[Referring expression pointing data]
--- START ---

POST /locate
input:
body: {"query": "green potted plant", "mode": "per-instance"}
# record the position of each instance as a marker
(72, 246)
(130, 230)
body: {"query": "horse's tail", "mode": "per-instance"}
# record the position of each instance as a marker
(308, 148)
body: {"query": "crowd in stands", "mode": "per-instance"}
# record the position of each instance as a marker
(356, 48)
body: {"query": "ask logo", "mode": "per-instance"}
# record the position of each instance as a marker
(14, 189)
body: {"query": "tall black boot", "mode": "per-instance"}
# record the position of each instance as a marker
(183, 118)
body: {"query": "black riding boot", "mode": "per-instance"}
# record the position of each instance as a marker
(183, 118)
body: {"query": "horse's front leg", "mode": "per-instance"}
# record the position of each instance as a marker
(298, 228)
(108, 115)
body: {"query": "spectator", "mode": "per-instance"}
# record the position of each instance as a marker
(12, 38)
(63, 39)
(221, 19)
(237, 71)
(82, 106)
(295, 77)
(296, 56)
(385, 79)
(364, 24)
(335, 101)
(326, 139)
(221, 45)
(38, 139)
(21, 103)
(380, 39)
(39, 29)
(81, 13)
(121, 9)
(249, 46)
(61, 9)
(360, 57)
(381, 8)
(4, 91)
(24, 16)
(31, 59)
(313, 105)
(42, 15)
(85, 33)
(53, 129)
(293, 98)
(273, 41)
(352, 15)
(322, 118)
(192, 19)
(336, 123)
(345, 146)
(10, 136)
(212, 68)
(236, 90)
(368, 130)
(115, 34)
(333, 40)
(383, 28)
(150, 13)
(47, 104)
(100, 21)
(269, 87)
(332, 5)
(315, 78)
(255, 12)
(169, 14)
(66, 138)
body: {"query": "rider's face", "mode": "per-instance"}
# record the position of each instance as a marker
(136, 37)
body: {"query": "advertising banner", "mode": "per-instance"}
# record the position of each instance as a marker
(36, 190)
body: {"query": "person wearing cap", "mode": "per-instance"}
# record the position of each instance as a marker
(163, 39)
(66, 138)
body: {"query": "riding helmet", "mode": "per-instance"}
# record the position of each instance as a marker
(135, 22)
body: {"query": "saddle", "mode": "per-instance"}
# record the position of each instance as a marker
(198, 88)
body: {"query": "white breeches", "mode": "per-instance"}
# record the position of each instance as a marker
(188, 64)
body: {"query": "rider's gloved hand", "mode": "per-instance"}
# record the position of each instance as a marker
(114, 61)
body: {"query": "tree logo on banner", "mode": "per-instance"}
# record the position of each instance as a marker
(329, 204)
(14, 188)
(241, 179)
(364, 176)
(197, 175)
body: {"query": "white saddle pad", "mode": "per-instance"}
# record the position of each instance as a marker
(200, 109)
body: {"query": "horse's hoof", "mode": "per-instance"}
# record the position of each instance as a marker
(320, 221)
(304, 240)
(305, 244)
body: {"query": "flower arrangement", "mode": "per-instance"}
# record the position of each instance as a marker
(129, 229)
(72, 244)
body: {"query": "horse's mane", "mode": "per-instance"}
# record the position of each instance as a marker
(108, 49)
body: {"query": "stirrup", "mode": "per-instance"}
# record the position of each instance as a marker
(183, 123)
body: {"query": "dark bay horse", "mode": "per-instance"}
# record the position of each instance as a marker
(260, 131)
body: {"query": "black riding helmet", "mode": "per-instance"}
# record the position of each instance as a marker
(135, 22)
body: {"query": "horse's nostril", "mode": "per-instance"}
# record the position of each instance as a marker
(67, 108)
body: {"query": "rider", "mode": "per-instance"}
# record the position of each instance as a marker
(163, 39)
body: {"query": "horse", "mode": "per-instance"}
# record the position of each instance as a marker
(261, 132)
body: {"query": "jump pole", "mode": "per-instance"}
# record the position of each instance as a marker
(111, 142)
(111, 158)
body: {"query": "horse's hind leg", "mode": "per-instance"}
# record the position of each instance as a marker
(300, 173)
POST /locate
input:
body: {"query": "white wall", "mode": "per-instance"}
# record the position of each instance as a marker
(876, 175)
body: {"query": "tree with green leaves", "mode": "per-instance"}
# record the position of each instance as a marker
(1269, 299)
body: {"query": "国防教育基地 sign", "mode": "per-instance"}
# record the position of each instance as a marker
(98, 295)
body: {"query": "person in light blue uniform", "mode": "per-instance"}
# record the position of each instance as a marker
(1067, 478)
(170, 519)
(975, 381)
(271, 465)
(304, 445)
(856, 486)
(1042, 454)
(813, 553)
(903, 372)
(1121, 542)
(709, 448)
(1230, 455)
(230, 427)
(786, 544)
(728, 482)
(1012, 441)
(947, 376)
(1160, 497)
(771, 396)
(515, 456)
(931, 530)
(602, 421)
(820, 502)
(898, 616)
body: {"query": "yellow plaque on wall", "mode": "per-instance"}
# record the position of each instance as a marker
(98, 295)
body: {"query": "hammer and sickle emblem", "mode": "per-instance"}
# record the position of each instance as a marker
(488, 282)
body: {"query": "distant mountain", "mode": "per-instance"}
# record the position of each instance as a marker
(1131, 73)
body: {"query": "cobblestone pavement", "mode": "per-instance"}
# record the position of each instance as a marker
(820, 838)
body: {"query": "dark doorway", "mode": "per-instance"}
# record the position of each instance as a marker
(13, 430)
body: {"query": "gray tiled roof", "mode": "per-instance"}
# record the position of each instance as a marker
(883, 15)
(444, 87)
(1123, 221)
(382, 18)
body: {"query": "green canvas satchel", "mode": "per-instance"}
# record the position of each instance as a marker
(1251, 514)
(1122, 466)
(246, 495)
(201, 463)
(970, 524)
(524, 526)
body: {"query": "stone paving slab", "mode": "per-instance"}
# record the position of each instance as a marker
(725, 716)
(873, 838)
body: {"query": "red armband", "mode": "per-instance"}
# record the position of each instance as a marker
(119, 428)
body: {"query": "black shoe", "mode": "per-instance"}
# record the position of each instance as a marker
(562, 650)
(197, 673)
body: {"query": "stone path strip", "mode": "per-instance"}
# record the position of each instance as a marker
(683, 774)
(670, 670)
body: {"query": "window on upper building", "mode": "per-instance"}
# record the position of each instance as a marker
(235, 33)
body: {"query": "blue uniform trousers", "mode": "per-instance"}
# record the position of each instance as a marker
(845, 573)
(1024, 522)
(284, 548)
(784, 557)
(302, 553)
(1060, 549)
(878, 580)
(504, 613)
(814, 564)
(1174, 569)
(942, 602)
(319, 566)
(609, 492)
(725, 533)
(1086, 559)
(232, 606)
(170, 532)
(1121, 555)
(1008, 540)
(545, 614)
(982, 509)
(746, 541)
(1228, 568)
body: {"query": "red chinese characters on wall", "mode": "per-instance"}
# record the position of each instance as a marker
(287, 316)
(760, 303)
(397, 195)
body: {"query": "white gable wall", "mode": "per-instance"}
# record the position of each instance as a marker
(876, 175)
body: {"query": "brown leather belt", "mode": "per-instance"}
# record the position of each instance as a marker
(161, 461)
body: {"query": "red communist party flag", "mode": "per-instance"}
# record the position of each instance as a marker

--- END ---

▶ _To do_
I would like the records restated exactly, with every line intact.

▶ _Solution for this problem_
POST /locate
input:
body: {"query": "green potted plant", "mode": "per-instance"}
# record the position of each instance as a marker
(72, 246)
(130, 230)
body: {"query": "horse's tail", "mode": "per-instance"}
# record the position of each instance as a marker
(308, 148)
body: {"query": "crowd in stands", "mode": "per-instance"}
# record the position of each instance as a marker
(356, 48)
body: {"query": "ask logo", "mode": "per-instance"}
# record the position of each instance as a marker
(14, 189)
body: {"query": "tall black boot", "mode": "per-instance"}
# record the position of each instance as a marker
(183, 118)
body: {"query": "black riding boot", "mode": "per-instance"}
# record the position of each instance as a marker
(183, 118)
body: {"query": "horse's front leg", "mode": "per-instance"}
# record the position of each instance as a marker
(298, 228)
(108, 115)
body: {"query": "spectator", "mode": "per-instance"}
# record the position of each instance as a marker
(12, 38)
(63, 39)
(221, 19)
(237, 71)
(82, 106)
(295, 77)
(296, 56)
(385, 79)
(364, 24)
(335, 101)
(326, 139)
(221, 45)
(38, 139)
(21, 103)
(380, 39)
(39, 29)
(81, 13)
(121, 9)
(249, 46)
(61, 9)
(360, 57)
(381, 8)
(4, 91)
(24, 16)
(31, 59)
(313, 105)
(42, 15)
(85, 33)
(53, 129)
(293, 98)
(273, 41)
(352, 15)
(322, 118)
(192, 19)
(336, 123)
(345, 146)
(10, 136)
(212, 68)
(236, 90)
(368, 130)
(115, 34)
(333, 40)
(383, 28)
(150, 13)
(47, 104)
(100, 21)
(269, 87)
(332, 5)
(315, 78)
(255, 12)
(169, 14)
(66, 138)
body: {"query": "rider's face", "mode": "per-instance"}
# record the position of each instance as a marker
(136, 37)
body: {"query": "advertising banner", "mode": "per-instance"}
# record the position of each instance as a marker
(36, 190)
body: {"query": "person wearing cap", "mode": "per-instance"}
# record the position of each instance as a marker
(163, 39)
(66, 138)
body: {"query": "riding helmet", "mode": "per-instance"}
# record the position of each instance as a marker
(135, 22)
body: {"query": "saddle", "mode": "per-instance"}
# record the position of each instance as a marker
(198, 88)
body: {"query": "white breeches", "mode": "per-instance"}
# record the position of each instance as a marker
(188, 64)
body: {"query": "rider's gloved hand", "mode": "per-instance"}
# record the position of each instance as a marker
(114, 61)
body: {"query": "tree logo on banner", "mode": "per-instance"}
# record the position of each instance as a marker
(329, 204)
(14, 188)
(241, 179)
(364, 176)
(197, 175)
body: {"query": "white saddle pad", "mode": "per-instance"}
# record the position of each instance as a marker
(200, 109)
body: {"query": "horse's hoof", "mode": "per-instance"}
# record the position of each instance as a marker
(320, 221)
(304, 240)
(305, 244)
body: {"query": "flower arrangement", "mode": "per-instance"}
# record the position of each instance as a marker
(129, 229)
(72, 244)
body: {"query": "horse's mane", "mode": "per-instance"}
# record the position of each instance as a marker
(108, 49)
body: {"query": "stirrup", "mode": "per-instance"}
# record the position of each instance as a marker
(183, 123)
body: {"query": "dark bay horse", "mode": "per-instance"}
# record the position of each instance as a marker
(260, 131)
body: {"query": "black riding helmet", "mode": "per-instance"}
# record the position of each instance as a marker
(135, 22)
body: {"query": "horse's nostril", "mode": "per-instance"}
# record the position of each instance as a marker
(67, 108)
body: {"query": "rider", "mode": "per-instance"}
# record the position of each instance as a marker
(163, 39)
body: {"query": "horse", "mode": "per-instance"}
# record the position of each instance as a marker
(261, 132)
body: {"query": "jump pole", "mode": "per-instance"}
# record the position of each instance as a marker
(111, 142)
(111, 158)
body: {"query": "horse's hind leg", "mode": "per-instance"}
# record the position of each instance as a marker
(300, 173)
POST /locate
input:
body: {"query": "white wall", "mode": "per-instance"}
# record the position of each instance as a marker
(876, 175)
body: {"query": "tree with green leaves", "mode": "per-instance"}
# record the position of each instance as a marker
(1269, 299)
body: {"query": "国防教育基地 sign", "mode": "per-instance"}
# record the position of each instance as a marker
(98, 295)
body: {"query": "person in light blue uniform", "mode": "per-instance"}
# record the position of each instance as a marker
(1067, 478)
(170, 519)
(975, 381)
(271, 465)
(304, 445)
(856, 486)
(1042, 454)
(813, 553)
(903, 372)
(1121, 542)
(709, 448)
(1230, 455)
(230, 427)
(786, 544)
(728, 482)
(1012, 441)
(947, 376)
(1160, 497)
(771, 396)
(515, 456)
(931, 530)
(602, 421)
(820, 502)
(898, 616)
body: {"query": "yellow plaque on wall", "mode": "per-instance"}
# record the position of each instance as a marker
(98, 295)
body: {"query": "hammer and sickle emblem", "mode": "per-instance"}
# record the position of each instance as a marker
(488, 282)
body: {"query": "distant mountain", "mode": "per-instance"}
# record the position of each instance as a marker
(1131, 73)
body: {"query": "cobblestone pavement", "mode": "per-instance"}
# record the position of each instance as a marker
(820, 838)
body: {"query": "dark doorway", "mode": "per-instance"}
# record the position of each instance as a marker
(13, 430)
body: {"query": "gray tiled roof", "mode": "per-instance"}
# record the position of each instance as a marker
(883, 15)
(444, 87)
(1123, 221)
(382, 18)
body: {"query": "green canvas satchel", "mode": "per-instance"}
# record the position of each instance as a marker
(1251, 514)
(1122, 466)
(246, 495)
(201, 463)
(970, 524)
(524, 526)
body: {"query": "stone paving slab", "mode": "per-instance"}
# record the position of each instance as a marker
(725, 716)
(873, 838)
body: {"query": "red armband", "mode": "per-instance"}
# record the position of each instance as a marker
(119, 428)
body: {"query": "black shoe", "mode": "per-instance"}
# record the position of each instance as a marker
(562, 650)
(197, 673)
body: {"query": "stone path strip", "mode": "per-instance"}
# record the position of each instance as a marker
(683, 774)
(670, 670)
body: {"query": "window on upper building", "mode": "per-instance"}
# record the position of each instance as a marker
(235, 33)
body: {"query": "blue uniform trousers", "mode": "per-instance"}
# record the position of each instance as a marker
(845, 573)
(1024, 522)
(284, 548)
(784, 557)
(302, 553)
(1060, 549)
(878, 580)
(504, 613)
(814, 564)
(1174, 569)
(942, 602)
(319, 566)
(609, 492)
(725, 533)
(1086, 559)
(232, 606)
(170, 532)
(1121, 555)
(1008, 540)
(545, 614)
(982, 509)
(746, 541)
(1228, 568)
body: {"query": "red chinese characters on wall", "mode": "per-instance"}
# record the position of each instance as a marker
(287, 316)
(760, 303)
(397, 195)
body: {"query": "white gable wall", "mode": "per-instance"}
# record the position of each instance as a marker
(876, 175)
body: {"query": "brown leather belt", "mode": "per-instance"}
# record the position of each instance as a marker
(161, 461)
body: {"query": "red communist party flag", "mode": "per-instance"}
# record the position of each instance as a marker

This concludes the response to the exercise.